WHAT YOU SHOULD DO: There is a line containing "Target: green shutter" in the entries below. Repeat that line and every line after it exactly, and nothing more.

MATERIAL SUPPLIED:
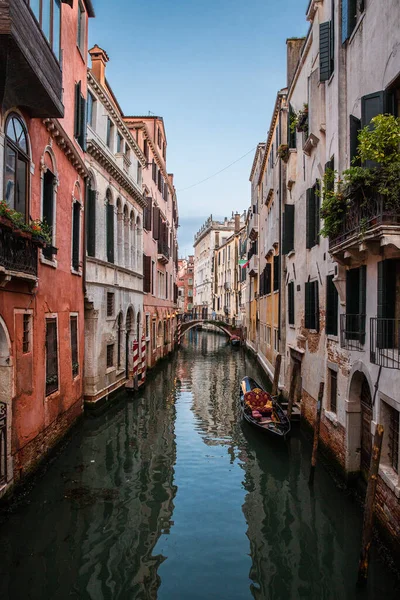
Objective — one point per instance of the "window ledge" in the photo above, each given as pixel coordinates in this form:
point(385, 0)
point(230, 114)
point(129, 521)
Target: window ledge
point(391, 478)
point(332, 417)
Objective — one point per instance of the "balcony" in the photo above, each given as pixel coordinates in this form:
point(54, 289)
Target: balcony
point(18, 256)
point(30, 74)
point(385, 342)
point(253, 226)
point(253, 265)
point(352, 332)
point(163, 252)
point(366, 226)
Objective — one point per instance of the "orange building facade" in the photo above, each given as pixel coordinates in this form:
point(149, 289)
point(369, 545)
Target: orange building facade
point(160, 246)
point(42, 181)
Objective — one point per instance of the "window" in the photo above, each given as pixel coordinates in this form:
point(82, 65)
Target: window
point(291, 319)
point(326, 51)
point(332, 390)
point(119, 142)
point(48, 15)
point(311, 305)
point(110, 228)
point(48, 210)
point(312, 224)
point(81, 28)
point(16, 166)
point(110, 356)
point(76, 233)
point(110, 304)
point(90, 109)
point(74, 345)
point(110, 132)
point(276, 273)
point(288, 229)
point(91, 221)
point(51, 356)
point(26, 333)
point(332, 305)
point(80, 117)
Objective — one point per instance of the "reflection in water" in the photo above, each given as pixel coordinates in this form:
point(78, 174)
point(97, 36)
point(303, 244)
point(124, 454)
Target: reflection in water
point(169, 496)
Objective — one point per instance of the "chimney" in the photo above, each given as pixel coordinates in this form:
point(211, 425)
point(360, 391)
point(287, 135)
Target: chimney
point(293, 50)
point(237, 222)
point(99, 60)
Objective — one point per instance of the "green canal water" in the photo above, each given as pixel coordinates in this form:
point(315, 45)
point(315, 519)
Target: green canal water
point(168, 495)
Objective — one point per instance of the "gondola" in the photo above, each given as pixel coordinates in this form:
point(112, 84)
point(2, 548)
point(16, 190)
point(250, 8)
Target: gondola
point(261, 410)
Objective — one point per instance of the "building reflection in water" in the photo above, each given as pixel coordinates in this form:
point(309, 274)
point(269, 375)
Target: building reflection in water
point(90, 526)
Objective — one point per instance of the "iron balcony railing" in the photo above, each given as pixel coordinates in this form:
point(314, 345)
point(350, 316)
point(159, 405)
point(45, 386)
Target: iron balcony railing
point(163, 249)
point(352, 331)
point(363, 216)
point(3, 442)
point(385, 342)
point(17, 252)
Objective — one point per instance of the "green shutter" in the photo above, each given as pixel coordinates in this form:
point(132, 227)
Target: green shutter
point(110, 233)
point(355, 126)
point(288, 229)
point(325, 58)
point(310, 218)
point(332, 297)
point(91, 223)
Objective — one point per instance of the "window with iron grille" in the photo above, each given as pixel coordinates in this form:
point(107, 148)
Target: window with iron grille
point(393, 445)
point(74, 345)
point(332, 391)
point(110, 304)
point(51, 356)
point(26, 334)
point(110, 355)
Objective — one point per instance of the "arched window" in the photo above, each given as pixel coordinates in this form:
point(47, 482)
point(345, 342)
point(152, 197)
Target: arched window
point(16, 165)
point(110, 227)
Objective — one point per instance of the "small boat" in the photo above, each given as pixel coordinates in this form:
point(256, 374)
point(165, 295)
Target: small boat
point(261, 410)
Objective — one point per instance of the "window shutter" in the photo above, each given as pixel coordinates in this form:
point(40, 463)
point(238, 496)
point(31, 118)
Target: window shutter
point(310, 218)
point(78, 108)
point(331, 324)
point(76, 216)
point(146, 273)
point(355, 126)
point(268, 278)
point(349, 18)
point(288, 229)
point(110, 233)
point(276, 273)
point(291, 303)
point(91, 223)
point(156, 223)
point(325, 58)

RESULT:
Target: green shutter
point(110, 233)
point(355, 126)
point(288, 229)
point(325, 58)
point(310, 218)
point(332, 297)
point(91, 223)
Objective — one point per instance of the "window with iron grille" in the photo above, each given as pixel coordinates in this form:
point(107, 148)
Target: window with iron grille
point(393, 445)
point(74, 345)
point(332, 391)
point(110, 304)
point(51, 356)
point(26, 334)
point(110, 355)
Objective — one point per instance of the "arched window" in the photo above, each given as pixel coordinates in this form:
point(47, 482)
point(345, 342)
point(152, 197)
Target: arched window
point(16, 165)
point(110, 227)
Objective — one point per instance of the "small boat" in the photo above, each given as pixel coordinates in this form:
point(256, 374)
point(165, 295)
Target: small boat
point(261, 410)
Objective — one point per instance of the "window shutter" in the photo above, each given as pixel coordinates in this form:
point(40, 463)
point(238, 496)
point(31, 118)
Target: window shutter
point(310, 218)
point(78, 108)
point(331, 324)
point(76, 216)
point(146, 273)
point(355, 126)
point(268, 278)
point(349, 18)
point(288, 229)
point(110, 233)
point(276, 273)
point(291, 303)
point(91, 223)
point(156, 223)
point(325, 58)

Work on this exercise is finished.